The head of the International Atomic Energy Agency on Monday told North Korea to end its course of nuclear confrontation. He also urged Iran to agree to Washington's offer of direct dialogue and called on Syria to cooperate with his agency's investigation.

Mohamed ElBaradei's comments at the opening session of the U.N. agency's 35-nation board meeting dovetailed with world concerns about the two nations.

North Korea has announced it is expanding its weapons-capable program after exploding its second test atomic bomb last month. And beyond the immediate concerns of serious street unrest in Tehran, the re-election of hardline Iranian President Mahmoud Ahmadinejad has clouded hopes that Tehran may be ready to end its nuclear defiance and meet U.N. Security Council demands that it curb its uranium enrichment.

Iran has been referred to the Security Council on suspicions of hiding nuclear activities and fears it could retool its enrichment program from making material for nuclear power into weapons-grade uranium used for warheads.

Allegations against Syria are still being discussed in meetings of the Vienna-based IAEA.

Syria, like Iran, denies any hidden nuclear agenda but it, too, is under IAEA investigation. The U.S. claims Damascus has been hiding a nuclear program that came to light in September 2007 after Israeli warplanes destroyed what Washington says was its centerpiece — a nearly finished reactor built with North Korean help.

Except for a brief period that ended last year when North Korea broke off talks and resumed its nuclear activities, agency inspectors have been shut out of the country since 2003. The agency has more overview of Iran and Syria, which both remain within the nonproliferation fold as members of the agency.

But IAEA attempts to investigate the allegations against Iran and Syria have also been deadlocked. For over a year, both nations have rebuffed agency requests for visits and information meant to help prove or disprove the allegations against them, effectively deadlocking the two investigations.

ElBaradei spoke of the impasse in his opening comments.

"There has been no movement by Iran on outstanding issues which need to be clarified to exclude the possibility of military dimensions to Iran's nuclear program," he said, alluding to U.S. and other intelligence shared with the agency that suggests Tehran had developed plans for elements of a weapons program. As well, "Iran has not implemented any of the measures called for by the Security Council," he added, in an indirect reference to its refusal to freeze enrichment.

Noting newfound American willingness to talk directly to the Islamic Republic on nuclear and other issues of contention, ElBaradei urged Tehran to "respond to the U.S. initiative with an equal gesture of goodwill and trust-building."

On Syria, ElBaradei criticized the limited information and access" provided by Damascus, noting that the IAEA investigation was unable to make progress as a result

And he expressed concern over North Korea's second nuclear test. "This," said ElBaradei, "is a wrong step in the wrong direction, which has again created an environment of confrontation."

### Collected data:
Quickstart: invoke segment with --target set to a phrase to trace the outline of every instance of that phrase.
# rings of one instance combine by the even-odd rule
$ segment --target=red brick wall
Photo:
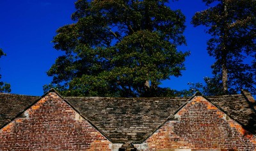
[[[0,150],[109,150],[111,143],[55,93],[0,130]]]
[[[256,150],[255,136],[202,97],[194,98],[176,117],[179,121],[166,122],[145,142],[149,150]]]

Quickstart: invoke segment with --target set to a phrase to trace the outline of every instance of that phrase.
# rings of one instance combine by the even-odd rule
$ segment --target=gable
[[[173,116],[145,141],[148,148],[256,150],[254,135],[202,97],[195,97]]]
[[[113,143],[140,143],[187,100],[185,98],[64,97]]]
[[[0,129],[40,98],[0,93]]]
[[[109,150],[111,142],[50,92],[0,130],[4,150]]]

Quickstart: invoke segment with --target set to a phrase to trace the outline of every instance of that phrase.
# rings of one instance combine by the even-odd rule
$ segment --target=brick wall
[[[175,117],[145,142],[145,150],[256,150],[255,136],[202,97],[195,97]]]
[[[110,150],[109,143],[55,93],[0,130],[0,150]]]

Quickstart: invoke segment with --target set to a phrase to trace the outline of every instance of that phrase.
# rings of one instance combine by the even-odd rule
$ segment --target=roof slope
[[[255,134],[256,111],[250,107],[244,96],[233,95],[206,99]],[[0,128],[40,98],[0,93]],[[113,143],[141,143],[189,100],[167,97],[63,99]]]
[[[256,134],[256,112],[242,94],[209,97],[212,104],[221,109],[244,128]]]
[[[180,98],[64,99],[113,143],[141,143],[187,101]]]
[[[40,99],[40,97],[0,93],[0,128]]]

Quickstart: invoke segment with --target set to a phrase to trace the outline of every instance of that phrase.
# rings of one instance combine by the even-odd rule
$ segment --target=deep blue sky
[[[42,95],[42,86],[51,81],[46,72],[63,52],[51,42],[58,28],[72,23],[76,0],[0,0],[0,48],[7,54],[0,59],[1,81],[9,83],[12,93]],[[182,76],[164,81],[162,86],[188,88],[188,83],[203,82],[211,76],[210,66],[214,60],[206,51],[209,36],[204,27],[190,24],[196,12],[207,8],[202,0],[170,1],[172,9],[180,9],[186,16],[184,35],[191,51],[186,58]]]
* * *
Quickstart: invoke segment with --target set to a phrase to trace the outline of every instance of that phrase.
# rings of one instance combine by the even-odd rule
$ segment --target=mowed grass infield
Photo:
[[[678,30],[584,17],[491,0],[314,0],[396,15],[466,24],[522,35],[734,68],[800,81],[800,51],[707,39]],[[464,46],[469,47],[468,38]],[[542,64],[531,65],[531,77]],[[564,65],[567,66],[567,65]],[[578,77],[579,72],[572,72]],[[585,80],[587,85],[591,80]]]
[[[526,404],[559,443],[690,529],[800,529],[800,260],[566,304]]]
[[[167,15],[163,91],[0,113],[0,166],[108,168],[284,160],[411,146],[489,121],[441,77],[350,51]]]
--
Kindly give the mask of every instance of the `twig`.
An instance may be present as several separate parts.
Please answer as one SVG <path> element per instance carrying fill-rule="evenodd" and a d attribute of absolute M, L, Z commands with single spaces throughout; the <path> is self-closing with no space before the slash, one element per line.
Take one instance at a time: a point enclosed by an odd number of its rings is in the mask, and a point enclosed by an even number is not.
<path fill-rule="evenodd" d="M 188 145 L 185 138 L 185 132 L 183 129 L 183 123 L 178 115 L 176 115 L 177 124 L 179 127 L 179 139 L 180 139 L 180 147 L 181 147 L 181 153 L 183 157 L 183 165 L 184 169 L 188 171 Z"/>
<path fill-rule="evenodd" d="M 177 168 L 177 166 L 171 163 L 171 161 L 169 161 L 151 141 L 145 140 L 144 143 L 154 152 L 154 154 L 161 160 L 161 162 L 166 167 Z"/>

### INSTRUCTIONS TO FOLLOW:
How would you put this sentence from the article on the IAEA into Spanish: "Allegations against Syria are still being discussed in meetings of the Vienna-based IAEA." These entries were taken from a source unrelated to the article.

### RESPONSE TO THIS TASK:
Las acusaciones contra Siria todavía se están discutiendo en las reuniones del OIEA, con sede en Viena.